### Consegna
Quali persone, oltre a Don Chisciotte, nomina il testo sul programma Le Iene?

### Blocco di testo
= = = =

Ma a parte i deliri della Brigliadori e di quelli come lei (ce ne sono troppi, purtroppo, non molti ma comunque troppi), deliri che non vale neanche la pena di confutare, perché si rischierebbe di dare loro un minimo di autorevolezza che proprio non meritano, la cosa che mi lascia perplesso è il plauso che tanti tributano al programma Le Iene per questa coraggiosa intervista. Lo stesso programma che aveva "svelato" all'opinione pubblica anche i vaneggiamenti della Dottoressa Mereu (finalmente radiata dall'albo), che sostiene anche lei di abbandonare le terapie ufficiali, qualunque sia la malattia, e fare cose del tipo infilarsi una medaglietta della Madonna in vagina (questo se donna; se uomo non specifica l'alternativa). Quella Dottoressa Mereu che viene osannata acriticamente da una corte di sostenitori senza-se-e-senza-ma, anche questa per fortuna limitata ma in ogni caso troppo ampia, considerate le assurdità che questo (ex) medico dice.

Le Iene sono lo stesso programma, però, che aveva portato alla ribalta anche il caso Stamina, glorificando questa volta il suo promulgatore, tale Davide Vannoni, laureato in Scienza della Comunicazione, il quale sosteneva di curare con infusioni di non ben identificate cellule staminali cose ritenute dalla medicina ufficiale inguaribili come la Sclerosi Laterale Amiotrofica, una malattia neurodegenerativa che porta velocemente all' impossibilità di movimento, di respirazione, e infine alla morte. Le Iene, che hanno deriso la Brigliadori e le sue esternazioni in campo medico, sono lo stesso programma che aveva tranquillamente ignorato il parere degli esperti sulla non esistenza di terapie efficaci contro la SLA, e sulla certa non affidabilità scientifica della cura proposta (a caro prezzo, decine di migliaia di euro a trattamento) da Vannoni. Lo stesso programma che aveva spacciato Vannoni come eroe solitario contro la saccenza autoocelebrativa della scienza ufficiale. Lo stesso programma che aveva alimentato per puro calcolo di profitto (la cara, vecchia audience) le speranze, poi rivelatesi vane, dei familiari di pazienti, che erano scesi in piazza proclamando Vannoni come il Don Chisciotte del momento.

= = = =

### Dati forniti
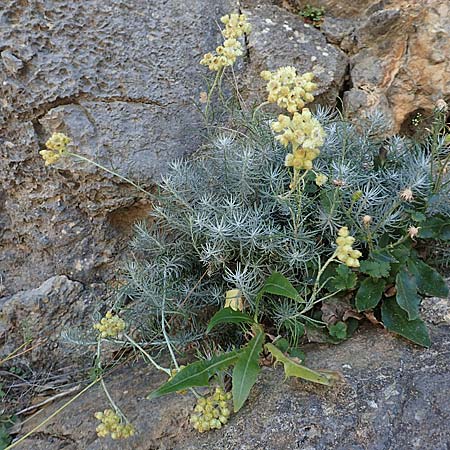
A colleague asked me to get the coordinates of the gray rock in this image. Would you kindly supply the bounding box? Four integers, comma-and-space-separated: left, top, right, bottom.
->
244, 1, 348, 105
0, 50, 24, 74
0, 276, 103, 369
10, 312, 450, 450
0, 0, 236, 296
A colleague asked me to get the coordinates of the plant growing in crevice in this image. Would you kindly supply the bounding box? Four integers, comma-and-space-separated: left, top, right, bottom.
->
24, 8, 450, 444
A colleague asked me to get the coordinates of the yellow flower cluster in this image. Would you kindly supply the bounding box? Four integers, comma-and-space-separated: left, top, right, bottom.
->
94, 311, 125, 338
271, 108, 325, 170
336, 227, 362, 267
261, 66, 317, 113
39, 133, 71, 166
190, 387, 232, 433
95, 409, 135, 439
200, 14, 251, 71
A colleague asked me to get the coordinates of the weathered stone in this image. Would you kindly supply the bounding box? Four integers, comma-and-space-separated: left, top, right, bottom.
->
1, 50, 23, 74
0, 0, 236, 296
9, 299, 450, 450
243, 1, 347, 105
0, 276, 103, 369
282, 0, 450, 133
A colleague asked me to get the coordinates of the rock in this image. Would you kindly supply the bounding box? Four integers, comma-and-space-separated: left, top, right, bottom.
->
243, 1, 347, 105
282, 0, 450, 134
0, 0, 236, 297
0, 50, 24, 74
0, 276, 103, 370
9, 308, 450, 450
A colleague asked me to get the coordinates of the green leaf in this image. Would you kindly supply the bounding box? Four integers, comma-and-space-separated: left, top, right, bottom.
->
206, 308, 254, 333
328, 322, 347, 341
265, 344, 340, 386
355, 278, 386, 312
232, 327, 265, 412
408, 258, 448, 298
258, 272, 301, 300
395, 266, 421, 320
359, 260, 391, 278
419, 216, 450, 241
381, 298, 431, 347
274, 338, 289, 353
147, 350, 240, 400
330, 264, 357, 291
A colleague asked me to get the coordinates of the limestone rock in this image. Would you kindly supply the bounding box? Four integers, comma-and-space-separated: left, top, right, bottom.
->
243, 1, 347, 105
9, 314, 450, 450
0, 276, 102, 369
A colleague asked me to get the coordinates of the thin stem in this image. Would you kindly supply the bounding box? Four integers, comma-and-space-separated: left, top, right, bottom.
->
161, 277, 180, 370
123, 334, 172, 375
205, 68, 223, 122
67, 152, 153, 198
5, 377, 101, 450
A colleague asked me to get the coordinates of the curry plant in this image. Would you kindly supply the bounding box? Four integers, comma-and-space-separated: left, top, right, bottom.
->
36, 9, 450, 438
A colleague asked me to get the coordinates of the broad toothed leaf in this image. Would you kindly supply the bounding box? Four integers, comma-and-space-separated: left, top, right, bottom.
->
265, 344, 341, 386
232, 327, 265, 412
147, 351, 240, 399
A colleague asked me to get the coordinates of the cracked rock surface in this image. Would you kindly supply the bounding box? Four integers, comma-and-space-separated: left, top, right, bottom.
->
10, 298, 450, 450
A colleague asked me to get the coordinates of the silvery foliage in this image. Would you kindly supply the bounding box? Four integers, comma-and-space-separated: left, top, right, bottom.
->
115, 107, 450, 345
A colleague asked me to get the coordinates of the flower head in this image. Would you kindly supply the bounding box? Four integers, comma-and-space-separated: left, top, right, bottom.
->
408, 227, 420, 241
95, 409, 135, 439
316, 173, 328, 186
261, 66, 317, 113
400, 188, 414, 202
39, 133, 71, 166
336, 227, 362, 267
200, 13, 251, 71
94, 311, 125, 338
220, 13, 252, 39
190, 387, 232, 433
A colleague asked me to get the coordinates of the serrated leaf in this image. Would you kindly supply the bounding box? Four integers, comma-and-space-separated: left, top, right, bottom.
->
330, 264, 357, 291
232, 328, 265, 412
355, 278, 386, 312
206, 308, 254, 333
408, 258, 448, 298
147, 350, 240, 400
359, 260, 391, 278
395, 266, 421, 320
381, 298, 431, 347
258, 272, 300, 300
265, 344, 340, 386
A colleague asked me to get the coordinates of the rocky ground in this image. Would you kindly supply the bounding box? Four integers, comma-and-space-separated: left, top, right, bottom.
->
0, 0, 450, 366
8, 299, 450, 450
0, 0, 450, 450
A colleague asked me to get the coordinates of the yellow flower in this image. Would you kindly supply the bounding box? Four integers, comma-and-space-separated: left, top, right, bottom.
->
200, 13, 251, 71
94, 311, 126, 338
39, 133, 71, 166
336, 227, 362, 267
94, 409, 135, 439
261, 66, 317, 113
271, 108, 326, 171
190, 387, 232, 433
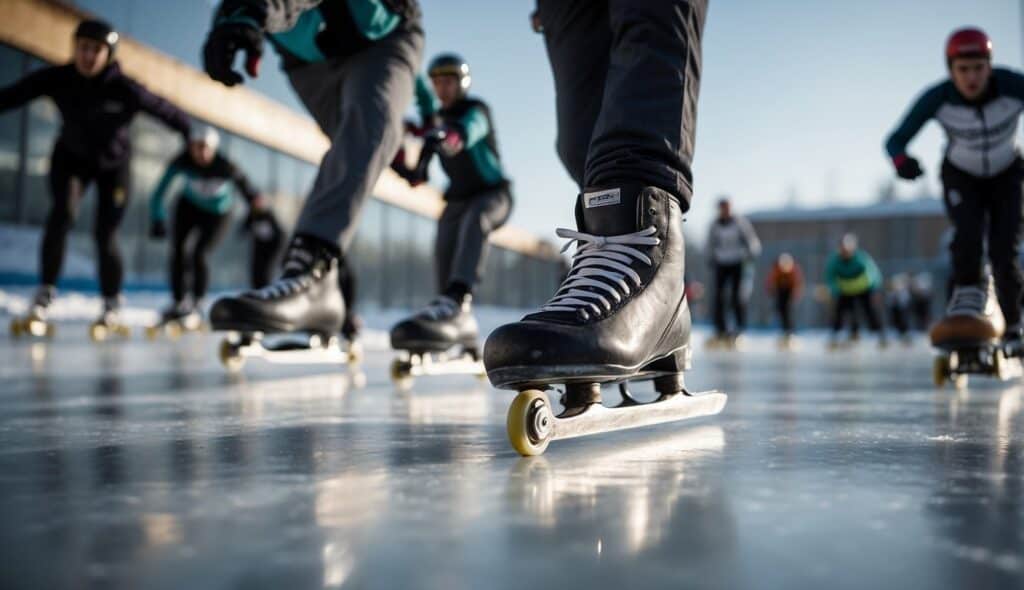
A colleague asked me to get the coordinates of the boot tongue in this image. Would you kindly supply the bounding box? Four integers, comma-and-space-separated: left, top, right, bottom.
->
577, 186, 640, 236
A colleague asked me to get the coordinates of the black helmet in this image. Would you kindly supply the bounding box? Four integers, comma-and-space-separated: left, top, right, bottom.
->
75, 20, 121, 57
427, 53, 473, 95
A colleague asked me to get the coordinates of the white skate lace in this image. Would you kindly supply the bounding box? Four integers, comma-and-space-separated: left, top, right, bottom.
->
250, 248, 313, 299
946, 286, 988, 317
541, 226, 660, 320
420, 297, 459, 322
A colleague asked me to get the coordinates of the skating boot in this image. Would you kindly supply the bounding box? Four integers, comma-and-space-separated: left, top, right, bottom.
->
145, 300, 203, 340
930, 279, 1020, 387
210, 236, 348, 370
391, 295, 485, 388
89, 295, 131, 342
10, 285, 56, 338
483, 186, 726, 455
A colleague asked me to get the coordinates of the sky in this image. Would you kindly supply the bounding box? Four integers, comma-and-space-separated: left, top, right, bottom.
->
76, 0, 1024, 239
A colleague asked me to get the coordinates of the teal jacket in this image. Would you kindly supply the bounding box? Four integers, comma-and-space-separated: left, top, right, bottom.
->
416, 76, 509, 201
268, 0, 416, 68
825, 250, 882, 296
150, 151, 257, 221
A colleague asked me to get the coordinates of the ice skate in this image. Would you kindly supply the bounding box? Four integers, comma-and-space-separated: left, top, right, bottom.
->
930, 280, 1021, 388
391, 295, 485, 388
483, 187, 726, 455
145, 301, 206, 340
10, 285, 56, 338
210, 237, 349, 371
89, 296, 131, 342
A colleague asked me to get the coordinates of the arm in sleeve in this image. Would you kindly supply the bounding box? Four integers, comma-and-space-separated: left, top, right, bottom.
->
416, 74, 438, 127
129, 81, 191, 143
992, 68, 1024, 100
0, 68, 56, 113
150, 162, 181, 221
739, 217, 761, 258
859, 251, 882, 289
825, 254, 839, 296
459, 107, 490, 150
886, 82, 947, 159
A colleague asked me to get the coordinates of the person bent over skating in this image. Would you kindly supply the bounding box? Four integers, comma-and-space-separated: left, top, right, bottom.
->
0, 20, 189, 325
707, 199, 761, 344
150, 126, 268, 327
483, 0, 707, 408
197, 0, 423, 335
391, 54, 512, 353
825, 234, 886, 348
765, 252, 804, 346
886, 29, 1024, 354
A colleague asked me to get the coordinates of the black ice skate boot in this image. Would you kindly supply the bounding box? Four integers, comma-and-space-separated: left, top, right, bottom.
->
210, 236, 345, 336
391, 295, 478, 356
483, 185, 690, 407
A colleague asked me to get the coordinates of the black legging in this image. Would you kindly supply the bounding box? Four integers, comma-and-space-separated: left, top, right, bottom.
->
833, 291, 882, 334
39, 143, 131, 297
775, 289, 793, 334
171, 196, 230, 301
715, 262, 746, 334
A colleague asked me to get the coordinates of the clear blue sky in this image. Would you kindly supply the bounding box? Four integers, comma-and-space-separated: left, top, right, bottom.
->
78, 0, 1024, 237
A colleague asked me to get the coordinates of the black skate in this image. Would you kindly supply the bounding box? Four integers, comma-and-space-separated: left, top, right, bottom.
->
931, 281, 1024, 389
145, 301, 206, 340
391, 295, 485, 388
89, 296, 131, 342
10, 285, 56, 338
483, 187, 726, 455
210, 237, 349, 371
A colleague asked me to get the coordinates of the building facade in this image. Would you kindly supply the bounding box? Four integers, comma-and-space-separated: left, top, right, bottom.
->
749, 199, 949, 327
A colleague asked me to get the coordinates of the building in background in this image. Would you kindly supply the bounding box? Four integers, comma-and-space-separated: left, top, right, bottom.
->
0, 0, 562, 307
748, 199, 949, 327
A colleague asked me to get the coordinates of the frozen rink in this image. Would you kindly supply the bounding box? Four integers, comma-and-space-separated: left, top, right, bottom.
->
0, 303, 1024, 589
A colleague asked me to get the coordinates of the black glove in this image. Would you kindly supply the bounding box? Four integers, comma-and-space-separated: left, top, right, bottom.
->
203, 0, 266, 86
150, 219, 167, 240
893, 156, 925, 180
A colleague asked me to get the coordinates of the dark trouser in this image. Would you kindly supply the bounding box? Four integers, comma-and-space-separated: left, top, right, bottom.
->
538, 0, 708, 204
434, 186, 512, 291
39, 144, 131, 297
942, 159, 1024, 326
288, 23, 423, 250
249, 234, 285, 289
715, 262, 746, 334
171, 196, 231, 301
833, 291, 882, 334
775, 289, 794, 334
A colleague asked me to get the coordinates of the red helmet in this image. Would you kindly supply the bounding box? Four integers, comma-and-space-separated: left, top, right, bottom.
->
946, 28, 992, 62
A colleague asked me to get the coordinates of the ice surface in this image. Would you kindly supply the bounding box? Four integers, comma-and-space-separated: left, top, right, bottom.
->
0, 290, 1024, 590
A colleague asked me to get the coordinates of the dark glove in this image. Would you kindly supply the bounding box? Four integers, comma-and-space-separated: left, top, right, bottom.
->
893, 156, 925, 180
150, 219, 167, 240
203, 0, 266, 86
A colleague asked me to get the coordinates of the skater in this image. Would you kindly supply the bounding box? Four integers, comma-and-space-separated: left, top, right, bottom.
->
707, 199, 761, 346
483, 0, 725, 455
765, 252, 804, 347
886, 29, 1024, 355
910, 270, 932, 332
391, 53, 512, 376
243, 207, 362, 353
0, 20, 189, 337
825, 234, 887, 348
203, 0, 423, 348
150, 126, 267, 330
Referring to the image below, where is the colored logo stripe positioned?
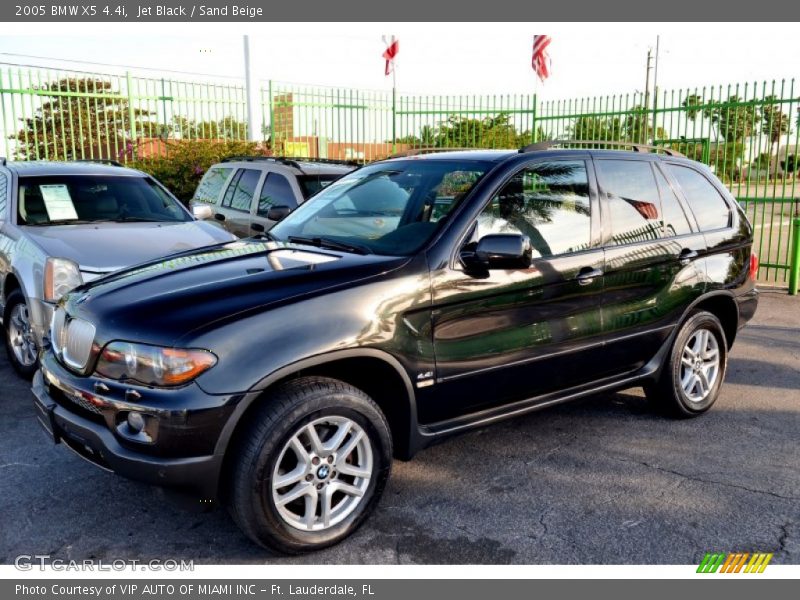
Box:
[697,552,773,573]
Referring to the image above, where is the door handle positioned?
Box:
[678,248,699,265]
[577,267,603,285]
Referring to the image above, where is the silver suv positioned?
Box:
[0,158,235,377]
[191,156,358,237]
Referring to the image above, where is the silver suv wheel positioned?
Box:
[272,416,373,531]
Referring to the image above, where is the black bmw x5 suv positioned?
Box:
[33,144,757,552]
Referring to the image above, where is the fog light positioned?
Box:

= = = =

### Risultato
Brigliadori, la Dottoressa Mereu, Davide Vannoni